Saved data entries:
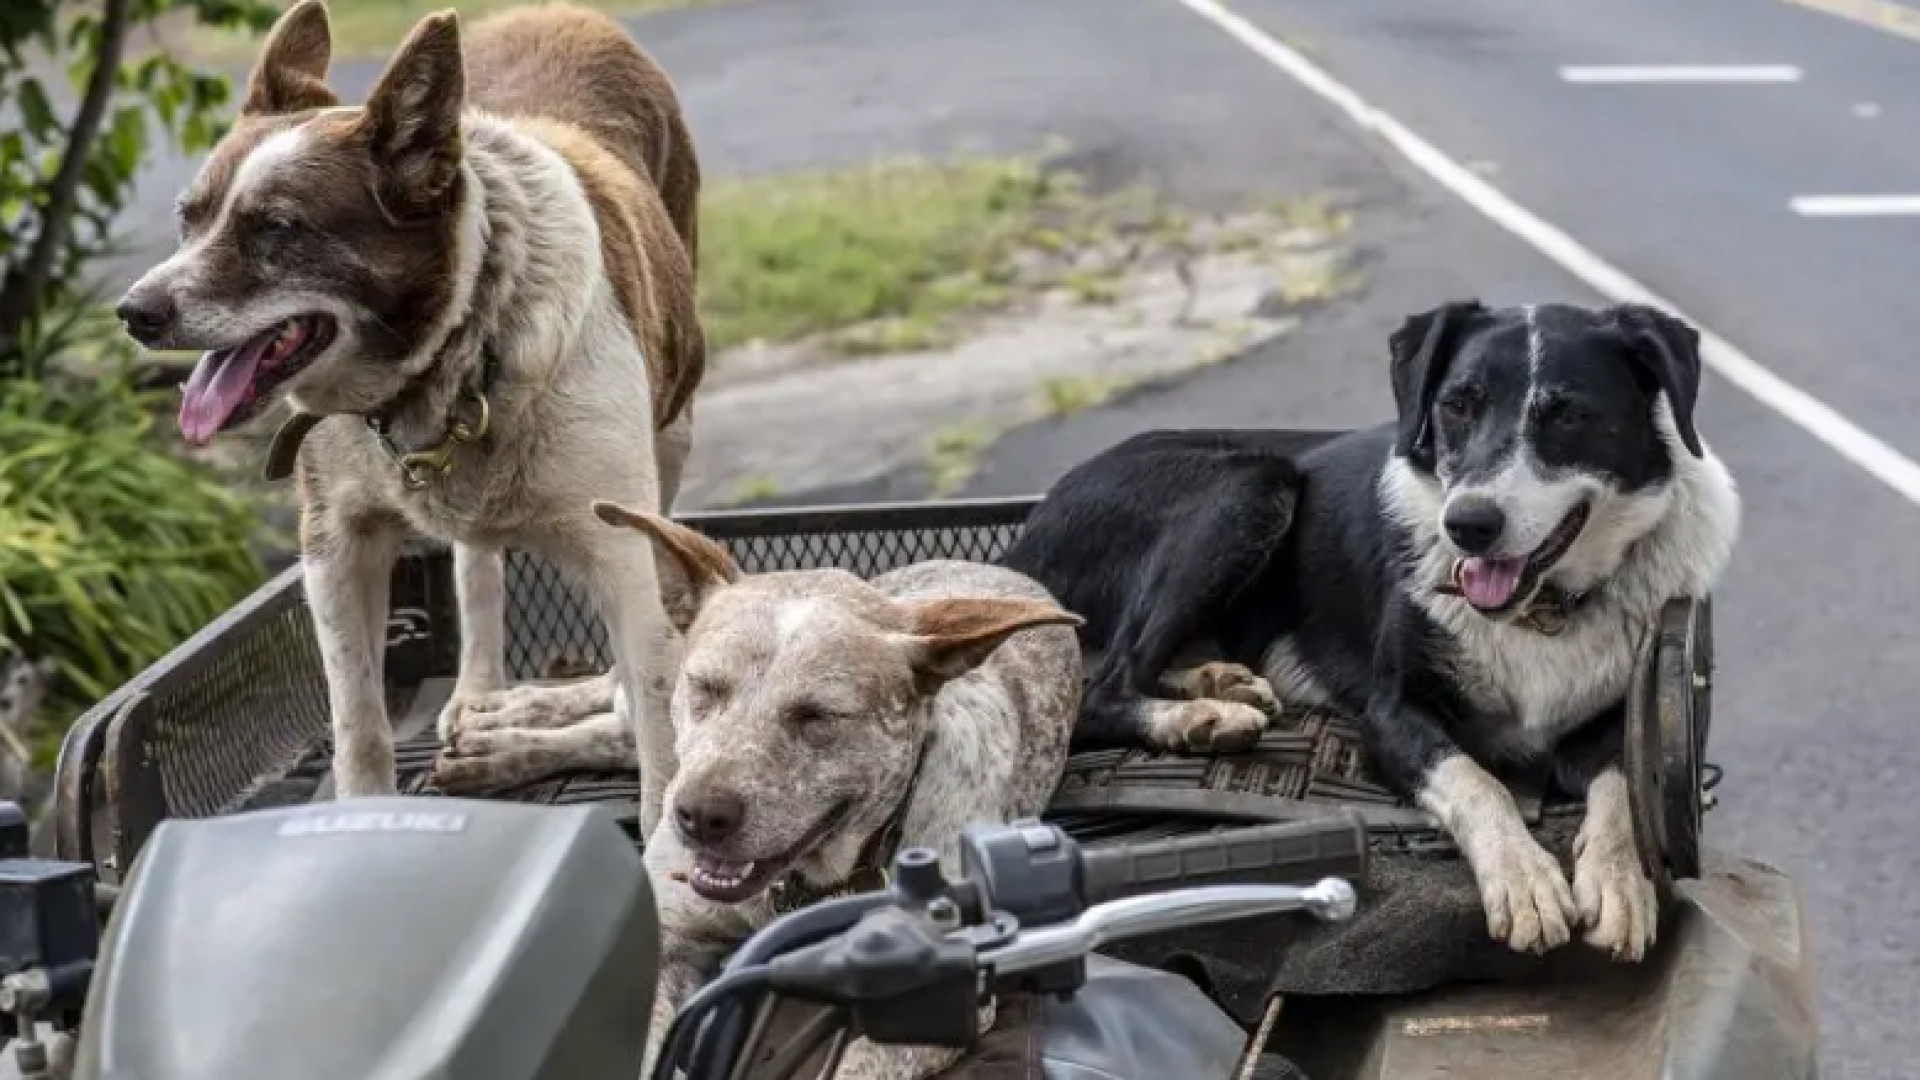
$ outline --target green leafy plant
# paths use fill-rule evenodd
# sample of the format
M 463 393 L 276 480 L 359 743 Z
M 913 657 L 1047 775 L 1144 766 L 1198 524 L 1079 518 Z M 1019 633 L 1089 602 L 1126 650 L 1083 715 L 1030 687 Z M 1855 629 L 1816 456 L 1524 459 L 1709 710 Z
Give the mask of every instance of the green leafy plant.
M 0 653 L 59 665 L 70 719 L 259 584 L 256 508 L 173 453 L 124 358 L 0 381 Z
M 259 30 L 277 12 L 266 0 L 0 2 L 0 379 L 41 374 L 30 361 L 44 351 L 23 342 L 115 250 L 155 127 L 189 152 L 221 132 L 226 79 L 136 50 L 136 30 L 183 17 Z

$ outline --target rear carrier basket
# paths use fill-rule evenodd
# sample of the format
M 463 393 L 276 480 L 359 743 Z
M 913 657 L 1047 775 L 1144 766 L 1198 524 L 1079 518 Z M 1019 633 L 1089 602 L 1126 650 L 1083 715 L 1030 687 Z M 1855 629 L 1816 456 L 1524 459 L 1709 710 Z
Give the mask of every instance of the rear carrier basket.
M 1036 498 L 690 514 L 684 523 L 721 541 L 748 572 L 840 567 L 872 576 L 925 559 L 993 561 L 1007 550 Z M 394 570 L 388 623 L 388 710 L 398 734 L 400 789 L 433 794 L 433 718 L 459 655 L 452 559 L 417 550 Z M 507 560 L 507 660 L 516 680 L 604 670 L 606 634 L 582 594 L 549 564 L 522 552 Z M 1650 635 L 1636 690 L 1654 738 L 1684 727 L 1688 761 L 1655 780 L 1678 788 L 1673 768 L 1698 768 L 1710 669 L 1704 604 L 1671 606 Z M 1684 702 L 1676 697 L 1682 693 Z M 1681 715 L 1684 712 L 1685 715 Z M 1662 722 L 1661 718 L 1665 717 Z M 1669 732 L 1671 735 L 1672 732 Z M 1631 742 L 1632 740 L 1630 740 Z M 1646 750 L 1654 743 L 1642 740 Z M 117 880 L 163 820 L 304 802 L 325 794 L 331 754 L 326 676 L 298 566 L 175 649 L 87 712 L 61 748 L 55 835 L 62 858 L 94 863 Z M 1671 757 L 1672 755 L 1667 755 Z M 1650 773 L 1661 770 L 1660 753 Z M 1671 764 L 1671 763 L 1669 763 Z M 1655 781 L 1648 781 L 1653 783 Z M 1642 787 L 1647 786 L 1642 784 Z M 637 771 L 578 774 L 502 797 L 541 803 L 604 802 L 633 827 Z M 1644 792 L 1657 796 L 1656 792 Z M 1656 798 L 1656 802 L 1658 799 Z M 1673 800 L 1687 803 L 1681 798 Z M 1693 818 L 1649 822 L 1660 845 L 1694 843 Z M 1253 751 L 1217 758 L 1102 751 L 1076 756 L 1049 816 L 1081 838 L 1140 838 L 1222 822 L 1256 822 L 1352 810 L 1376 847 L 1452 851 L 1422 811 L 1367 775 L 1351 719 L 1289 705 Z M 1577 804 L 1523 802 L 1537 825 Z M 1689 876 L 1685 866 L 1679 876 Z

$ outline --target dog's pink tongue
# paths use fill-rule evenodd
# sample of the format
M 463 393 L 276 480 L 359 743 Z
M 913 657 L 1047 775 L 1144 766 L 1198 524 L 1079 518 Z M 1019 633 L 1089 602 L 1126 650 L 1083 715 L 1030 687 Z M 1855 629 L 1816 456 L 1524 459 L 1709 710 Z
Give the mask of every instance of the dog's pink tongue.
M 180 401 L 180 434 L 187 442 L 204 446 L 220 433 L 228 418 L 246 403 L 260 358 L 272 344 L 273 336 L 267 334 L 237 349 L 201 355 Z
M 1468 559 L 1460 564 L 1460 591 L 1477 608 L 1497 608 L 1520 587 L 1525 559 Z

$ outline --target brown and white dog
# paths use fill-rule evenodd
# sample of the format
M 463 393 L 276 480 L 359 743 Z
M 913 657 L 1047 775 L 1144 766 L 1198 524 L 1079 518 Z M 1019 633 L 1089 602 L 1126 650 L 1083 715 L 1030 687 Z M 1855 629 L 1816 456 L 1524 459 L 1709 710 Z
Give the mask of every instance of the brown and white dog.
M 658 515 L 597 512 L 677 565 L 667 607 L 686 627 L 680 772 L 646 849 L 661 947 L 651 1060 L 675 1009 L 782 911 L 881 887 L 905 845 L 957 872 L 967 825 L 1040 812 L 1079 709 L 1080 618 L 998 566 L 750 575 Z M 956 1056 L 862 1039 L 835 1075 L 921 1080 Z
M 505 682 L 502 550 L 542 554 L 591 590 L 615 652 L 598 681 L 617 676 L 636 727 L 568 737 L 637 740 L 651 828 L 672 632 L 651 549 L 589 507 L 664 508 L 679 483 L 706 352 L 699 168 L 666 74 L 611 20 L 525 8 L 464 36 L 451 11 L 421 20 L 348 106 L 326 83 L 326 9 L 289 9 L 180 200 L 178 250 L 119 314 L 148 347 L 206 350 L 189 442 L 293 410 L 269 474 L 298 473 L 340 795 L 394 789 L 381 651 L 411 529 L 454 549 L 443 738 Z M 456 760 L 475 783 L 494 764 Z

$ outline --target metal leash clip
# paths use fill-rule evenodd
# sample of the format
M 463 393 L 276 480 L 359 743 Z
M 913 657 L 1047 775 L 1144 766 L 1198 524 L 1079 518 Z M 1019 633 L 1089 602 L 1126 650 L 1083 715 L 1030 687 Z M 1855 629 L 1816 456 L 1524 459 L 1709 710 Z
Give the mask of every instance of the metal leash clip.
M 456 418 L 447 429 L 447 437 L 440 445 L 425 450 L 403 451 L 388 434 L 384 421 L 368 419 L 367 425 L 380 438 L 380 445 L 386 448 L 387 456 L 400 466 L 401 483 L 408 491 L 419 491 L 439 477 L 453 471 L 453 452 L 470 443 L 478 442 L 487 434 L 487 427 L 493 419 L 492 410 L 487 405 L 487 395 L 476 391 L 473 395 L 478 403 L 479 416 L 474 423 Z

==

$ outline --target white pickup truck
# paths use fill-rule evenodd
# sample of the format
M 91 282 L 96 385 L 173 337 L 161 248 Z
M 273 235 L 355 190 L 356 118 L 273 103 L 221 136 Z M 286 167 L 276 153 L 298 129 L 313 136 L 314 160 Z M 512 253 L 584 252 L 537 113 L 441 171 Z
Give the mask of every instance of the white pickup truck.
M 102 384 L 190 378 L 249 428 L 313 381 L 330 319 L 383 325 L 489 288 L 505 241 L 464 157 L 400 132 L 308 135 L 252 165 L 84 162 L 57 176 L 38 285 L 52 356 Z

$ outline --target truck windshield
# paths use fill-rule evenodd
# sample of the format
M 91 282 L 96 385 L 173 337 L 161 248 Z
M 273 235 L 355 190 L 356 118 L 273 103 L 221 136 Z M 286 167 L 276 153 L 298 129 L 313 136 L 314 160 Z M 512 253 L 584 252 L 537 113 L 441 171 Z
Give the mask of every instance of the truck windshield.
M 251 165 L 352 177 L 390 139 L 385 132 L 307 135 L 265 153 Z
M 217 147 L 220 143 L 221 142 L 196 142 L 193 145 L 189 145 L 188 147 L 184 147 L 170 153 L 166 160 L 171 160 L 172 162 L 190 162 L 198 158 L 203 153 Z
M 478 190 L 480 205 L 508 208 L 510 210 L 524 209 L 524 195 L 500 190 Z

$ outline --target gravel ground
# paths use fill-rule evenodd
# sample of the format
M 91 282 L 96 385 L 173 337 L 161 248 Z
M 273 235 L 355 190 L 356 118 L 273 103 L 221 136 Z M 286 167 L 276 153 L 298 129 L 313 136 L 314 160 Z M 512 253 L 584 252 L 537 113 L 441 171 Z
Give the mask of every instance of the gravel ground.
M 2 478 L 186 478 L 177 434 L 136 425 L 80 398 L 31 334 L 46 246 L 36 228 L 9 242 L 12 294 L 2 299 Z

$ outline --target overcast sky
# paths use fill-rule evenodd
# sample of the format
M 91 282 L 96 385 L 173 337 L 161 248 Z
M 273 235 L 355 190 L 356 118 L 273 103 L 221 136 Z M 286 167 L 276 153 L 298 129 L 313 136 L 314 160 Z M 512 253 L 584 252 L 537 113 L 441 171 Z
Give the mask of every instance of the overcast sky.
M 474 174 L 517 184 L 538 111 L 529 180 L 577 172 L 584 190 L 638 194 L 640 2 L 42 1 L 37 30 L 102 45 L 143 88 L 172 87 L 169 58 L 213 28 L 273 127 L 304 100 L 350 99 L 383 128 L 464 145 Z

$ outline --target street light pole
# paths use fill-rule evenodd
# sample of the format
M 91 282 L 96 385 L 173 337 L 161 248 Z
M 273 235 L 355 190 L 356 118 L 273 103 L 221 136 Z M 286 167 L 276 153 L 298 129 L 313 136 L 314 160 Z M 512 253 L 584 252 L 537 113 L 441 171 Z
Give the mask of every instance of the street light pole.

▶ **Assignment**:
Reproduce each line of the data containing the word "outline".

▶ **Written reply**:
$ outline --target green leafy plant
$ outline --target rear carrier basket
$ outline --target dog's pink tongue
$ outline --target brown and white dog
$ outline --target metal leash clip
$ outline --target white pickup truck
$ outline --target truck windshield
$ outline --target gravel ground
$ outline --target overcast sky
$ outline --target street light pole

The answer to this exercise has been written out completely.